> Assignment
Quote the following material verbatim, line for line.

Data records
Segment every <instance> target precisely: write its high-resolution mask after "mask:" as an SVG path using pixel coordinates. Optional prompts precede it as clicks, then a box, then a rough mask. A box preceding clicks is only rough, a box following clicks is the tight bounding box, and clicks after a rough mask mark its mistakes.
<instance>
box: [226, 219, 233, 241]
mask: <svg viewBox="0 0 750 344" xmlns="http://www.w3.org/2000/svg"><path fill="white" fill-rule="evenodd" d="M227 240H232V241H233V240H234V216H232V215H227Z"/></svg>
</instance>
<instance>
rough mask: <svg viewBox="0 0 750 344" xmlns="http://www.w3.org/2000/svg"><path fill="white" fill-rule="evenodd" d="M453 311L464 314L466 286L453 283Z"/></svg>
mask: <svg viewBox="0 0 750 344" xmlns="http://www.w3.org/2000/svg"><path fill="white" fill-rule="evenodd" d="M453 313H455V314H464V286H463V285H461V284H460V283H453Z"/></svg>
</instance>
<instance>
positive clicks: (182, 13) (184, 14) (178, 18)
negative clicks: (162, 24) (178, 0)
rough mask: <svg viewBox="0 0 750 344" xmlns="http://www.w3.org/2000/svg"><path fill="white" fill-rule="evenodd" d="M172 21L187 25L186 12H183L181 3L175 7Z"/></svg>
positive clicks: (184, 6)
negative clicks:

> Answer space
Segment every <instance> target precisely: write its high-resolution mask after "mask:" as an SVG path using pixel coordinates. Optional prompts precede it as clicks, then a box, then a rough mask. A box preceding clicks is only rough, a box following clicks is the tight bounding box, and clicks after a rough mask mark its mistakes.
<instance>
box: [226, 219, 233, 241]
mask: <svg viewBox="0 0 750 344" xmlns="http://www.w3.org/2000/svg"><path fill="white" fill-rule="evenodd" d="M227 240H232V241H233V240H234V216H232V215H227Z"/></svg>
</instance>
<instance>
rough mask: <svg viewBox="0 0 750 344" xmlns="http://www.w3.org/2000/svg"><path fill="white" fill-rule="evenodd" d="M453 311L464 314L466 286L453 283Z"/></svg>
mask: <svg viewBox="0 0 750 344" xmlns="http://www.w3.org/2000/svg"><path fill="white" fill-rule="evenodd" d="M453 313H455V314H464V286H463V285H461V284H460V283H453Z"/></svg>
</instance>
<instance>
positive clicks: (182, 13) (184, 14) (178, 18)
negative clicks: (162, 24) (178, 0)
rough mask: <svg viewBox="0 0 750 344" xmlns="http://www.w3.org/2000/svg"><path fill="white" fill-rule="evenodd" d="M172 21L187 25L186 12H183L181 3L175 7Z"/></svg>
positive clicks: (184, 6)
negative clicks:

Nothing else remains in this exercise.